GIVEN EXERCISE
Copy the rows verbatim, from the start of the rows down through the line containing "[548,253,569,263]", including that line. Omit the pictures from your copy.

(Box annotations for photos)
——————
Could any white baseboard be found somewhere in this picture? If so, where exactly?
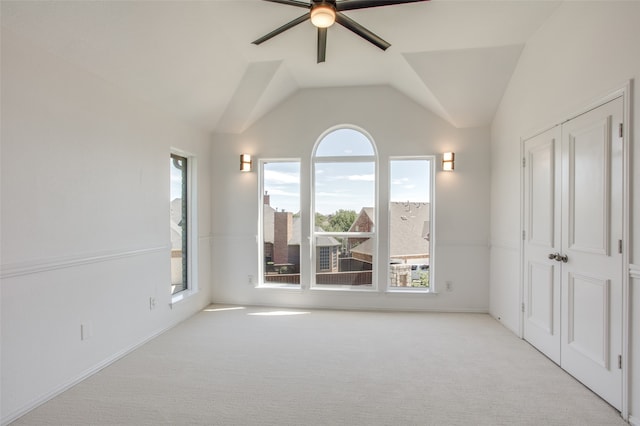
[0,322,181,426]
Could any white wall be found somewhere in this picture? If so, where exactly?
[491,2,640,422]
[212,87,489,312]
[1,30,211,423]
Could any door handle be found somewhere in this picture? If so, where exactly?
[548,253,569,263]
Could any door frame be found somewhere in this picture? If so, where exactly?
[518,80,633,421]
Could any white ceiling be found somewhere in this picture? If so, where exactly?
[1,0,560,133]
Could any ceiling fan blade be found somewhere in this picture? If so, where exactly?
[251,13,309,44]
[336,12,391,50]
[318,28,327,63]
[263,0,311,9]
[338,0,429,12]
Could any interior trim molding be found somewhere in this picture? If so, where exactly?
[629,263,640,280]
[435,239,490,248]
[489,240,520,251]
[0,245,169,279]
[1,320,182,425]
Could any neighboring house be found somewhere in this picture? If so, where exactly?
[348,201,431,287]
[262,194,300,274]
[349,202,430,265]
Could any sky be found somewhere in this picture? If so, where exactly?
[263,129,431,215]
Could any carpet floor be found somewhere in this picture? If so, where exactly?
[13,306,627,426]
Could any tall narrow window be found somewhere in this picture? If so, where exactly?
[169,154,189,294]
[389,157,433,290]
[260,160,301,287]
[312,128,377,288]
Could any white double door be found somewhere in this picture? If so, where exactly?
[523,98,623,409]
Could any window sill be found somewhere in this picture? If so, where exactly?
[386,288,438,295]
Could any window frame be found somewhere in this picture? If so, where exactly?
[256,157,304,290]
[169,148,199,305]
[385,155,437,294]
[309,125,380,292]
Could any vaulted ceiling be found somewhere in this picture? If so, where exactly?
[1,0,560,133]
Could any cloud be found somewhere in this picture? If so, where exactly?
[347,174,376,182]
[268,188,300,197]
[391,178,409,185]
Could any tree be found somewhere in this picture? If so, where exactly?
[316,213,330,231]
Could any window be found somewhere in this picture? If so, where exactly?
[389,157,434,290]
[312,128,377,288]
[260,160,301,286]
[169,154,189,295]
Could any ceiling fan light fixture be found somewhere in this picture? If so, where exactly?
[311,4,336,28]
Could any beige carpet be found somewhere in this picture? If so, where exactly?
[14,306,626,426]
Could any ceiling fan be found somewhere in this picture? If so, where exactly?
[252,0,429,63]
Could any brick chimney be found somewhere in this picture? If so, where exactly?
[273,211,293,265]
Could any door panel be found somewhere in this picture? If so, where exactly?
[567,116,611,255]
[560,98,623,409]
[523,127,561,364]
[526,262,559,334]
[567,274,611,369]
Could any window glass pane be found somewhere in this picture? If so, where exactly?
[389,159,431,289]
[315,129,375,157]
[315,235,374,288]
[262,161,301,285]
[169,154,188,294]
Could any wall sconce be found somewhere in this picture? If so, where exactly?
[240,154,253,172]
[442,152,456,172]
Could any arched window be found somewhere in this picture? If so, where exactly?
[312,127,377,289]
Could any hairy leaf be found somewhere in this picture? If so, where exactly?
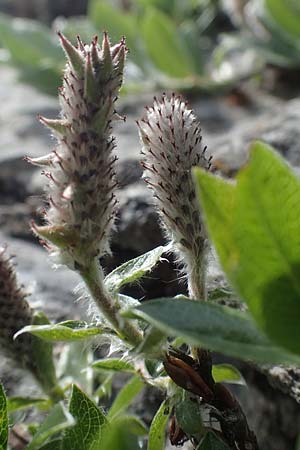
[26,403,74,450]
[128,298,300,364]
[108,376,144,419]
[195,142,300,353]
[63,385,107,450]
[16,320,107,342]
[104,246,167,292]
[141,8,194,78]
[0,383,8,450]
[92,358,135,372]
[212,364,245,384]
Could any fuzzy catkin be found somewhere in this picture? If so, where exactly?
[31,33,126,269]
[138,94,211,297]
[0,248,33,368]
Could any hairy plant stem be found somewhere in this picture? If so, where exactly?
[79,258,143,346]
[188,255,207,300]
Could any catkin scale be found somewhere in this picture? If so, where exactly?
[138,94,210,297]
[31,33,127,269]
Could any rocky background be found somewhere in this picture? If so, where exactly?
[0,12,300,450]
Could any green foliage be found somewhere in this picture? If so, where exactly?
[27,313,62,400]
[17,320,107,342]
[196,431,230,450]
[195,142,300,354]
[62,384,107,450]
[127,298,300,364]
[26,403,75,450]
[92,358,135,373]
[7,397,51,413]
[212,364,245,384]
[147,400,171,450]
[107,375,144,419]
[141,8,194,78]
[0,14,64,95]
[0,383,8,450]
[99,417,140,450]
[0,0,227,95]
[175,389,204,438]
[217,0,300,68]
[104,246,167,292]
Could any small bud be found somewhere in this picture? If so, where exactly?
[33,33,126,269]
[0,248,59,398]
[0,248,33,366]
[138,95,210,298]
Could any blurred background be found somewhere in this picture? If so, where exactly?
[0,0,300,95]
[0,0,300,450]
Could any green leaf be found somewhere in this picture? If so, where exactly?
[141,8,195,78]
[195,142,300,354]
[196,431,230,450]
[128,298,300,365]
[16,320,107,342]
[104,246,168,292]
[62,384,107,450]
[107,376,144,419]
[136,327,167,356]
[99,416,140,450]
[7,397,50,413]
[58,341,93,395]
[116,414,148,436]
[0,383,8,450]
[264,0,300,39]
[147,400,171,450]
[40,439,63,450]
[212,364,245,384]
[92,358,135,372]
[26,403,74,450]
[0,14,64,67]
[27,312,63,401]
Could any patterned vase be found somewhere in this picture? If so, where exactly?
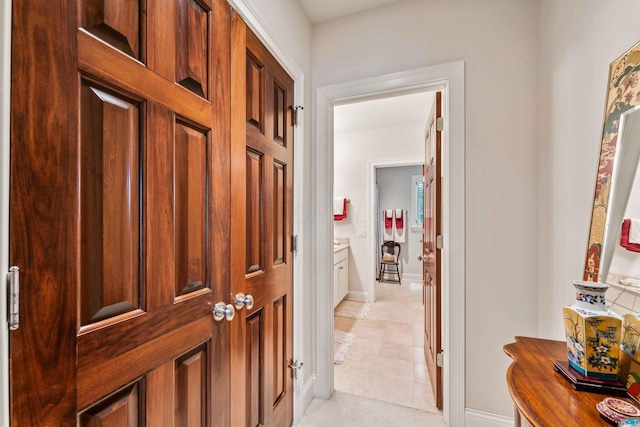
[562,280,622,381]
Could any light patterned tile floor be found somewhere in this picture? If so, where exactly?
[334,281,441,413]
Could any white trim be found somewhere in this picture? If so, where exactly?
[368,157,424,302]
[0,0,11,426]
[228,0,308,424]
[345,291,371,302]
[464,409,514,427]
[312,61,465,426]
[402,273,422,285]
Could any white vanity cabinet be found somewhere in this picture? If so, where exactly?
[333,246,349,308]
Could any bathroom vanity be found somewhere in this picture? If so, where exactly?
[333,243,349,308]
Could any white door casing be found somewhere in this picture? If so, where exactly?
[311,61,465,426]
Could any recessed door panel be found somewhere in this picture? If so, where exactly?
[246,151,263,274]
[9,0,231,427]
[272,162,287,265]
[81,0,141,59]
[273,82,287,145]
[174,122,208,295]
[246,56,264,132]
[176,0,210,98]
[78,383,141,427]
[246,312,264,427]
[80,81,141,325]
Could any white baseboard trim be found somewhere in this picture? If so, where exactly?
[464,408,514,427]
[344,291,369,302]
[402,273,422,283]
[302,374,316,415]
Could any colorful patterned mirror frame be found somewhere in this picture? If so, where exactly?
[583,39,640,282]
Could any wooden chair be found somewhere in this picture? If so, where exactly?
[378,240,402,284]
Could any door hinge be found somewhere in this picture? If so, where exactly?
[289,360,304,379]
[7,266,20,331]
[291,105,304,126]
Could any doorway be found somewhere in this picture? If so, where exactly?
[314,61,464,425]
[333,91,437,412]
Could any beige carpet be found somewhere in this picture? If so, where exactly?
[333,299,371,319]
[333,330,356,365]
[298,391,444,427]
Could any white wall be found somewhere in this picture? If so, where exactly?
[333,123,428,298]
[312,0,538,417]
[376,167,424,283]
[538,0,640,339]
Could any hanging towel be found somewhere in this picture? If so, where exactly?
[629,218,640,244]
[382,209,393,242]
[393,209,407,243]
[620,218,640,252]
[333,197,347,221]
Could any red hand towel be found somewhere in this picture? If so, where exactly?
[384,209,393,228]
[333,199,347,221]
[396,211,404,229]
[620,219,640,252]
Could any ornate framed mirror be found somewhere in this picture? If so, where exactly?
[583,43,640,284]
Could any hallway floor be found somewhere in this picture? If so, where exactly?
[334,281,441,413]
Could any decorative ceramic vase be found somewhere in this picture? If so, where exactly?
[562,280,622,381]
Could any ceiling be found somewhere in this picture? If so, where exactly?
[299,0,399,24]
[333,92,434,132]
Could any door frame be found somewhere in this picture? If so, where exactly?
[367,156,426,302]
[311,61,465,426]
[0,0,12,426]
[227,0,308,424]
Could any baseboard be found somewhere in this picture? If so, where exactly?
[302,374,316,414]
[345,291,369,302]
[464,409,514,427]
[402,273,422,284]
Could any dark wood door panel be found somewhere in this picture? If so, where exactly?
[10,0,231,426]
[231,14,293,426]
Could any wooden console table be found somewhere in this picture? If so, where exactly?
[504,337,610,427]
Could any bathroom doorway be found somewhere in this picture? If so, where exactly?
[333,91,438,412]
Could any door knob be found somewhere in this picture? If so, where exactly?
[233,292,253,310]
[213,302,236,322]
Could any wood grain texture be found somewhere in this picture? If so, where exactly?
[79,81,141,325]
[80,0,141,59]
[207,0,235,427]
[10,0,231,427]
[231,14,293,426]
[504,337,609,427]
[174,122,208,295]
[176,0,210,98]
[79,383,143,427]
[9,0,79,427]
[422,92,443,409]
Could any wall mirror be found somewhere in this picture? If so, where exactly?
[583,43,640,284]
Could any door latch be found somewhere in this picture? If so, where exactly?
[7,266,20,331]
[289,360,304,379]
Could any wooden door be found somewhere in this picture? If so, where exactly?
[10,0,231,427]
[422,92,442,409]
[231,14,293,427]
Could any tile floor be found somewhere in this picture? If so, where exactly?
[333,281,440,412]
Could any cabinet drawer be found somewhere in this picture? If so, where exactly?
[333,248,349,265]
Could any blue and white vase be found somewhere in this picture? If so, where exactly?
[562,280,622,381]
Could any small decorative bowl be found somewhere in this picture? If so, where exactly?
[618,417,640,427]
[602,397,640,417]
[596,401,627,425]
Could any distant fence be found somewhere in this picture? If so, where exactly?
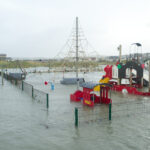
[19,81,49,108]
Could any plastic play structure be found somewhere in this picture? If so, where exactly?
[70,43,150,107]
[70,82,112,107]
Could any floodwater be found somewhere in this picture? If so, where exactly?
[0,72,150,150]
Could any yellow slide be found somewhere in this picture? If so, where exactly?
[94,77,110,92]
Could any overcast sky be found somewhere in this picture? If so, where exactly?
[0,0,150,57]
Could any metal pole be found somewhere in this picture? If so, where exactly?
[118,45,122,62]
[46,94,49,109]
[76,17,79,89]
[32,86,34,98]
[130,68,132,87]
[109,102,111,120]
[1,68,4,85]
[22,81,24,91]
[75,108,78,127]
[149,60,150,92]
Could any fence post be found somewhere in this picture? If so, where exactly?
[32,86,34,98]
[46,94,49,109]
[109,102,111,120]
[75,108,78,127]
[22,81,24,91]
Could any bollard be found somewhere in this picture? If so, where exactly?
[109,102,111,120]
[32,86,34,98]
[46,94,49,109]
[75,108,78,127]
[22,81,24,91]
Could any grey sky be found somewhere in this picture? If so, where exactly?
[0,0,150,57]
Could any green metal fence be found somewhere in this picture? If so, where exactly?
[18,81,49,108]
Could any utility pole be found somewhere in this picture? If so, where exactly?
[76,17,79,89]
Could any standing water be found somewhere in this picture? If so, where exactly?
[0,72,150,150]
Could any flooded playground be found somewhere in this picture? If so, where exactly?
[0,72,150,150]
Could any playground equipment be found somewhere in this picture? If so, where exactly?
[70,82,112,107]
[103,43,150,96]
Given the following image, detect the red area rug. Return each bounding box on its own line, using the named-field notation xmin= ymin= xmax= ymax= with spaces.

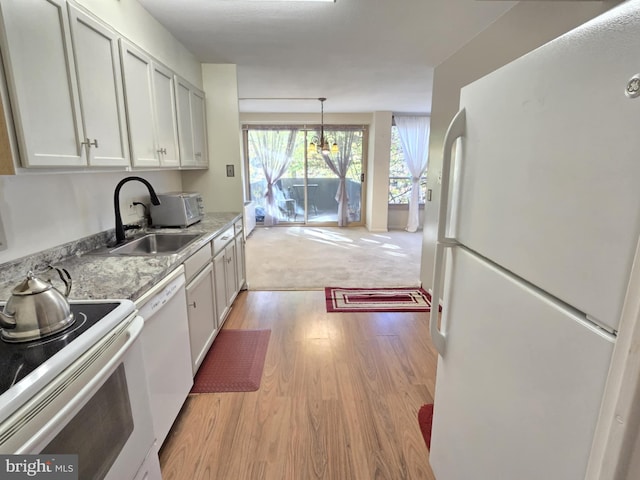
xmin=418 ymin=403 xmax=433 ymax=450
xmin=191 ymin=329 xmax=271 ymax=393
xmin=324 ymin=287 xmax=431 ymax=312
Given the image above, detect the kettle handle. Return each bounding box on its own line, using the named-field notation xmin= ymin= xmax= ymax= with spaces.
xmin=49 ymin=265 xmax=72 ymax=297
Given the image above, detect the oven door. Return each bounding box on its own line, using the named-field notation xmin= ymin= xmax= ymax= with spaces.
xmin=0 ymin=316 xmax=154 ymax=480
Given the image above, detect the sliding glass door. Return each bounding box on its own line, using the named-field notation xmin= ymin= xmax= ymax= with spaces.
xmin=244 ymin=125 xmax=366 ymax=226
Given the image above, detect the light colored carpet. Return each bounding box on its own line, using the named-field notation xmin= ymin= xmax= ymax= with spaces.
xmin=246 ymin=226 xmax=422 ymax=290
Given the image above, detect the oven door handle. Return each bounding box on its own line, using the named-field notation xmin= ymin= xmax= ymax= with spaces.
xmin=14 ymin=315 xmax=144 ymax=454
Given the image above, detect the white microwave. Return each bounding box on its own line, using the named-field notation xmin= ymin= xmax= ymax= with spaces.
xmin=149 ymin=192 xmax=204 ymax=227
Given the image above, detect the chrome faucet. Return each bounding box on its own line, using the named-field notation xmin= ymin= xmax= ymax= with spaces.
xmin=113 ymin=177 xmax=160 ymax=245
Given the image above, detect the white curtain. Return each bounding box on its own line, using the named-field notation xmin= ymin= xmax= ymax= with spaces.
xmin=249 ymin=129 xmax=297 ymax=226
xmin=322 ymin=131 xmax=355 ymax=227
xmin=394 ymin=116 xmax=430 ymax=232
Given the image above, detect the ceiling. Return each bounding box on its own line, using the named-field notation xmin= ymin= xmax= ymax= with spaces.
xmin=138 ymin=0 xmax=517 ymax=113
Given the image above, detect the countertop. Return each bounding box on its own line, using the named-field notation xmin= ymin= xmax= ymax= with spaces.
xmin=0 ymin=212 xmax=241 ymax=301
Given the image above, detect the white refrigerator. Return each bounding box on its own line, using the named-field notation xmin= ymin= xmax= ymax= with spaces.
xmin=430 ymin=1 xmax=640 ymax=480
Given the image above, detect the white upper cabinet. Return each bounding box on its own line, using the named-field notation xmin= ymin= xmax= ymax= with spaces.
xmin=120 ymin=39 xmax=160 ymax=167
xmin=0 ymin=0 xmax=208 ymax=173
xmin=69 ymin=5 xmax=129 ymax=166
xmin=152 ymin=63 xmax=180 ymax=167
xmin=0 ymin=0 xmax=129 ymax=167
xmin=0 ymin=0 xmax=87 ymax=167
xmin=175 ymin=76 xmax=209 ymax=168
xmin=120 ymin=39 xmax=180 ymax=168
——————
THE OUTPUT
Could any white baseboard be found somewhere in this picture? If so, where exactly?
[0,322,181,426]
Could any white wall be found somewhere in this picture? If so, where exactly?
[491,2,640,422]
[212,87,489,312]
[1,30,211,423]
Could any door handle be found somewhere in this picture? If so, where exactly?
[548,253,569,263]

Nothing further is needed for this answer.